Requirement: According to the Royal Philharmonic Orchestra's report on engagement with orchestral music in 2020, what percentage of adults said they would consider going to an orchestral concert?

Supplied text:
'''

The Royal Philharmonic Orchestra today publishes its report on engagement with orchestral music in 2020. The national research, coupled with views from industry partners and anecdotal feedback from players and audiences, was based on a survey of over 8,000 people in the UK (nationally representative) carried out at each stage of lockdown in the UK: pre-pandemic, during the first lockdown, emerging from lockdown, and following the news of the arrival of the vaccine.
Snapshot of some of the findings from the report:
Engagement before lockdown 2020 was at a high
- Engagement was on the rise: The proportion of adults who said they would be interested to learn more about classical music increased to 35% (up from 22% in 2018). Amongst younger people (U35s), the proportion rose to 26%
- Orchestral music increasingly became part of everyday life: 41% listened to it in the car, 27% while doing housework, and 25% while reading.
- Interest in the live experience: 94% of adults said they would consider going to an orchestral concert.
Engagement with orchestral music increased during lockdown
- The extra time at home during lockdown was used productively: six in seven people (85%) said they actively broadened their cultural horizons, with a third of these saying they wanted to learn more about orchestral, opera and chamber music.
- Going beyond recorded music: 59% said they were looking for ways to positively fulfil their interest in the performing arts, from watching arts programmes to reading more about their interests.
- Music had a positive impact on health and wellbeing: seven in 10 (71%) people that listened to orchestral music during isolation cited tangible and lasting positive impacts on their mood and wellbeing.
- Learning a musical instrument: 66% said their child had been doing more music practice since lockdown started.
Newfound interests set to last
- The journey of discovery started in lockdown is set to continue: One in six people (16%) said they intended to continue exploring the music they discovered during lockdown.
- Live music - enthusiasm mixed with caution: One in two hope to return to the concert hall before the spring. In contrast, 48% felt it would be at least six months to a year before they would feel comfortable going to a concert.
- Supporting the recovery: 43% of people said they would in one form or another, like to help arts organisations make up for lost income.
- A new generation of supporters: The under 35 age group were around three times as likely as over 55s to say they would make a donation to support arts organisations – or to become a ‘friend’ or member of an arts organisation.
The impact of the vaccine on confidence
- Getting back to normal: 83% of those surveyed said news of the vaccine made them more comfortable considering a range of social activities for 2021.

'''

Given information:
'''

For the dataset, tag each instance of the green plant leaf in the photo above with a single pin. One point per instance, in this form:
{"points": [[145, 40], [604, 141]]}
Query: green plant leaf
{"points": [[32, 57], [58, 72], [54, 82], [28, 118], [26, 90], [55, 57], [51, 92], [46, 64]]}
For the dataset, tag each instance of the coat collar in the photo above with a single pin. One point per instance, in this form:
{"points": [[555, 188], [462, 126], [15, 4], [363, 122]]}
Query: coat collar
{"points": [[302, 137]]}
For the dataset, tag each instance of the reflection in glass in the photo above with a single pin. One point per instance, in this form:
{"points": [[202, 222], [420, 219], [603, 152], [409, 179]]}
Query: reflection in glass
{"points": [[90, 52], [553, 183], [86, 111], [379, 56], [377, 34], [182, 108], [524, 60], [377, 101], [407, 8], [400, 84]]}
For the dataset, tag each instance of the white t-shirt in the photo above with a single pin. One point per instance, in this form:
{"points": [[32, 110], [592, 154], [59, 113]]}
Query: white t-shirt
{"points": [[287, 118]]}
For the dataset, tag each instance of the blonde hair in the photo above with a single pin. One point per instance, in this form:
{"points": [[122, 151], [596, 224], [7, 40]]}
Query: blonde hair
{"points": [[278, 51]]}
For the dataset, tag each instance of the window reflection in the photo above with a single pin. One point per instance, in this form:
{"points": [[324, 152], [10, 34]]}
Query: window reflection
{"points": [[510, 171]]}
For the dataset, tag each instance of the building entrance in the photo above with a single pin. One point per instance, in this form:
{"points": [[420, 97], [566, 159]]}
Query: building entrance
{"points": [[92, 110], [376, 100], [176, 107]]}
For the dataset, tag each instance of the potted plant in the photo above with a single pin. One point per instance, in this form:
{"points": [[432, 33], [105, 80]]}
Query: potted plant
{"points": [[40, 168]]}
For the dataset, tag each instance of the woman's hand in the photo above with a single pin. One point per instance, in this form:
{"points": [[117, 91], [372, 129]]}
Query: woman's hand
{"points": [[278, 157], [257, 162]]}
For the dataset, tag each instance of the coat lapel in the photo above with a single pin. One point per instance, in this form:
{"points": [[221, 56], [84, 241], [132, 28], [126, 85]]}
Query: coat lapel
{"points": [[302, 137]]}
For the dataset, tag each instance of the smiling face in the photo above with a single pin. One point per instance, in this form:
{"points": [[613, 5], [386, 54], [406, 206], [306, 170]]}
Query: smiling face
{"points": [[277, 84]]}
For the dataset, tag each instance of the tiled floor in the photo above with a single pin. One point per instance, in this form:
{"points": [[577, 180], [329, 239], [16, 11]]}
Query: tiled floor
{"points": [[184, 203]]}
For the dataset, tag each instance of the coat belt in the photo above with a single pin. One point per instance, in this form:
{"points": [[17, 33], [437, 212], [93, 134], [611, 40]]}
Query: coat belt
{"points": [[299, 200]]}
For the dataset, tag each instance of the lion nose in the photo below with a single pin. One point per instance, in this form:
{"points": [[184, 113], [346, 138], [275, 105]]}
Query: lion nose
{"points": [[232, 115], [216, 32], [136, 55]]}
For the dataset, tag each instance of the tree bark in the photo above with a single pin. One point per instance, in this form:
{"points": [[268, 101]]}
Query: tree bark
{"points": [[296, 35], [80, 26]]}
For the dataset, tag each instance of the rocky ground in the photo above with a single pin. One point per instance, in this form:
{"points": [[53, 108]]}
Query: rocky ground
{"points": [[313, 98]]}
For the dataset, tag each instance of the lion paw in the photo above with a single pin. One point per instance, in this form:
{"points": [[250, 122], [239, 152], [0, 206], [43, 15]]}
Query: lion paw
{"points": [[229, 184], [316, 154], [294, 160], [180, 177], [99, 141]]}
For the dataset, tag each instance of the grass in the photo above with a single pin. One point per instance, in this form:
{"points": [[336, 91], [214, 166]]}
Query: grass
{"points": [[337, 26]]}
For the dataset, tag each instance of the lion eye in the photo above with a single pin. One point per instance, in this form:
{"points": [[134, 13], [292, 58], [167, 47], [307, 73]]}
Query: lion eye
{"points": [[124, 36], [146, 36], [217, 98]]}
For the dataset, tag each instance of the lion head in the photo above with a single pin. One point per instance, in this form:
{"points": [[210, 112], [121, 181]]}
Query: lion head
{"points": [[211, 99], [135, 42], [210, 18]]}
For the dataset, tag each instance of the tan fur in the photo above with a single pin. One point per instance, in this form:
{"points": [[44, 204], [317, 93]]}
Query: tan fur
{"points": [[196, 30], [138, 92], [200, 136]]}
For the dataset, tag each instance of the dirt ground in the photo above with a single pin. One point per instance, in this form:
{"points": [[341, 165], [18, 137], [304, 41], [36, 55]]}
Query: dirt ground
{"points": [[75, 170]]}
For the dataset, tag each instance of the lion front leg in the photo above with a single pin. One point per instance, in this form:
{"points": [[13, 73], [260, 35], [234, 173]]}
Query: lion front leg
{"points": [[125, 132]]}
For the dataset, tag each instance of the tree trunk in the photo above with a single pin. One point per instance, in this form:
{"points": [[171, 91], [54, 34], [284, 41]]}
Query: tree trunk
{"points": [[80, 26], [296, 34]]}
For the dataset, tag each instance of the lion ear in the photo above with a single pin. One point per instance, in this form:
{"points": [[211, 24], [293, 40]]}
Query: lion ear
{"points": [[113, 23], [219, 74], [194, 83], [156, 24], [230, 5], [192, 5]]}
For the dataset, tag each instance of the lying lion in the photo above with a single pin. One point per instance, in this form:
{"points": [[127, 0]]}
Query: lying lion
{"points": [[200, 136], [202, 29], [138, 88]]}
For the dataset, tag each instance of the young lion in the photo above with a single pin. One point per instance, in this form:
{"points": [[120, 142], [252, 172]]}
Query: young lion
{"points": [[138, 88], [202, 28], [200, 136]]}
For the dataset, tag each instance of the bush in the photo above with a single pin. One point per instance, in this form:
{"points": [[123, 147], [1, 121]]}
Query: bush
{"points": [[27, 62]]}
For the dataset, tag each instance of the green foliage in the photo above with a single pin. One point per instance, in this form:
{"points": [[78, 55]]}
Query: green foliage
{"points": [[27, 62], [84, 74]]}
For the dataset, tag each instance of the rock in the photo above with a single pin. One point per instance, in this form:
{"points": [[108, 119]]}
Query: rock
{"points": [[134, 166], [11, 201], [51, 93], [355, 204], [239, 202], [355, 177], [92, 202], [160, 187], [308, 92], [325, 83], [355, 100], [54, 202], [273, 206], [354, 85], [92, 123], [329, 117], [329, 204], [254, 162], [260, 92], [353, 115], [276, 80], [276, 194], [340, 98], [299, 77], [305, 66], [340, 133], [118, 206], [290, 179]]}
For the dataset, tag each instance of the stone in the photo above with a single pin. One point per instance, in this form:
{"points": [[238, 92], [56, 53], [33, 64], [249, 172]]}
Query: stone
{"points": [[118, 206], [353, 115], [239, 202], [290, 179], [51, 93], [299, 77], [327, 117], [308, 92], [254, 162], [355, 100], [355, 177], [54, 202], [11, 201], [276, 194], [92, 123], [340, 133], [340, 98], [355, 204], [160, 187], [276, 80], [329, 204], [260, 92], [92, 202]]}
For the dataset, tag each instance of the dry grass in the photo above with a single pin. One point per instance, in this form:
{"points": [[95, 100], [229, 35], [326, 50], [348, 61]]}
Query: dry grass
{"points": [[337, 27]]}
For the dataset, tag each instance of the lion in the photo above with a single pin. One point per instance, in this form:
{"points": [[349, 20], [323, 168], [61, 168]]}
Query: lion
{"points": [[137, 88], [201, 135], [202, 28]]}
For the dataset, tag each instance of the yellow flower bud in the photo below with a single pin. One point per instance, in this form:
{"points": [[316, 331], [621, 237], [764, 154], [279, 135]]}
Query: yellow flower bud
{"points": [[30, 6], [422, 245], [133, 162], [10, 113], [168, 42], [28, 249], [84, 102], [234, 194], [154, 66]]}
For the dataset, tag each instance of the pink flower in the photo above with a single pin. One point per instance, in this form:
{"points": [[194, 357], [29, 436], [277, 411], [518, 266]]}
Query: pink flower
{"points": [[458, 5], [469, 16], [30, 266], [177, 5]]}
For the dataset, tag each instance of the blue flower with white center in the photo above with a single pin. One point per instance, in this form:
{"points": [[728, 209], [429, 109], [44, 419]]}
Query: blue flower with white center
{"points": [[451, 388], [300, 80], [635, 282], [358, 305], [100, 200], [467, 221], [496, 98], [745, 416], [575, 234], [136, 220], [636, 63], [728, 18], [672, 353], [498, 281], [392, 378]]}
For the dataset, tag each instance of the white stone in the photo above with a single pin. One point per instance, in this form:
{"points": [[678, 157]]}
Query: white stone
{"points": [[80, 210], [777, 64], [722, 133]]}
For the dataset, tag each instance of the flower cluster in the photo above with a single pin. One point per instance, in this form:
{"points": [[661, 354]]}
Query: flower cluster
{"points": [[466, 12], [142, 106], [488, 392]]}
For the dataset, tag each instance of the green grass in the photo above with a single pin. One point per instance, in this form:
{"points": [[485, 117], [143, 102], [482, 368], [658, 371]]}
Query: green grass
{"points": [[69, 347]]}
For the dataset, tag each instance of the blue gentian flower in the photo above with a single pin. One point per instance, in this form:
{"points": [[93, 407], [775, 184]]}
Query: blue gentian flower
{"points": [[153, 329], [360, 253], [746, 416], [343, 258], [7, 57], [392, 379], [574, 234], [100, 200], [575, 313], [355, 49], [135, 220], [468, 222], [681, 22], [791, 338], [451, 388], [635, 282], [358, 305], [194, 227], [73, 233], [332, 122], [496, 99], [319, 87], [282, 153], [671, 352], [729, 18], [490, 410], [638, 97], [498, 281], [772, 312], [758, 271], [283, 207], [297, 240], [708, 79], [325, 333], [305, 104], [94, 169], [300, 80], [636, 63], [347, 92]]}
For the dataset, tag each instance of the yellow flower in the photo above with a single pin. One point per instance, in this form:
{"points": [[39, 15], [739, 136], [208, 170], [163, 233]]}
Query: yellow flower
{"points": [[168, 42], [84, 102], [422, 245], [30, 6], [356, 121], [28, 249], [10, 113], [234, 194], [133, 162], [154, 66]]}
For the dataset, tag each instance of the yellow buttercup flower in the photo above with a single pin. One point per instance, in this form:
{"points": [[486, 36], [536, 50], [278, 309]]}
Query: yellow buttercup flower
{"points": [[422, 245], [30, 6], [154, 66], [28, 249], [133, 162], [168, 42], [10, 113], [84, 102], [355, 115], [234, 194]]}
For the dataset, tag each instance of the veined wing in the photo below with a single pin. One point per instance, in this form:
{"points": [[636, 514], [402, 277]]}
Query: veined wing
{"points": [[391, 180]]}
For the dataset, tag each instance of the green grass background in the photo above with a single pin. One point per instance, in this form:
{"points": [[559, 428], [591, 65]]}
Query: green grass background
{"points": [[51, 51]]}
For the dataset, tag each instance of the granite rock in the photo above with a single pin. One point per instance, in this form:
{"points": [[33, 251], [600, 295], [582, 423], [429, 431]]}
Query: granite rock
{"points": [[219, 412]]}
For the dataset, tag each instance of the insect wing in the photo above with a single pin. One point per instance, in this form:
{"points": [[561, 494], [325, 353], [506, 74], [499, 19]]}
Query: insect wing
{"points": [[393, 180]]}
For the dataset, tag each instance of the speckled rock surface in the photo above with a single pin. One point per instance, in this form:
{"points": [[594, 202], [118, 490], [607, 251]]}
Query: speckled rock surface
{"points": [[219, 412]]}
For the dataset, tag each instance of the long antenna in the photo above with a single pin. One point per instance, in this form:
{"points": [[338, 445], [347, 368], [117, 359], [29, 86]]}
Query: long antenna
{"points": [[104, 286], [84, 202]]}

'''

Task solution: 94% of adults said they would consider going to an orchestral concert.